_Set task:_
Report every line of the entries below that contains the string "tyre", copying each such line in full.

_Material for the task:_
-----

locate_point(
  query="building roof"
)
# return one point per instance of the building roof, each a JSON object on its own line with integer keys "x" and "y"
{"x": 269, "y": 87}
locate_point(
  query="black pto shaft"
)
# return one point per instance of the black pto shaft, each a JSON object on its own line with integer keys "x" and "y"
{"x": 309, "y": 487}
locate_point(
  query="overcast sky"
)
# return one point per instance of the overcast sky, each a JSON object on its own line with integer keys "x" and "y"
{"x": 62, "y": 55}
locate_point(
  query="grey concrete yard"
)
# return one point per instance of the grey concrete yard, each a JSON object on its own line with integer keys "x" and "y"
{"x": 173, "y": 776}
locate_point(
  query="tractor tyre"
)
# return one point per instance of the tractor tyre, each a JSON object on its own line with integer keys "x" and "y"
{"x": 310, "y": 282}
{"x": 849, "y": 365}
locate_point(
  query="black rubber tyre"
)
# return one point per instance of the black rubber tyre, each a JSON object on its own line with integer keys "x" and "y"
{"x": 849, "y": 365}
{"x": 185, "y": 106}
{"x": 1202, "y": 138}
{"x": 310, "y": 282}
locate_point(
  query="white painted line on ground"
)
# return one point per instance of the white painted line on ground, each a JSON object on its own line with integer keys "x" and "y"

-----

_The output:_
  query="tractor tyre"
# return one point per instance of the tractor tyre, each a JSON object on its own line with integer keys "x" and "y"
  query="black rubber tyre"
# return one point per instance of the black rubber tyre, each a JSON object on its own line with integer keys "x" and "y"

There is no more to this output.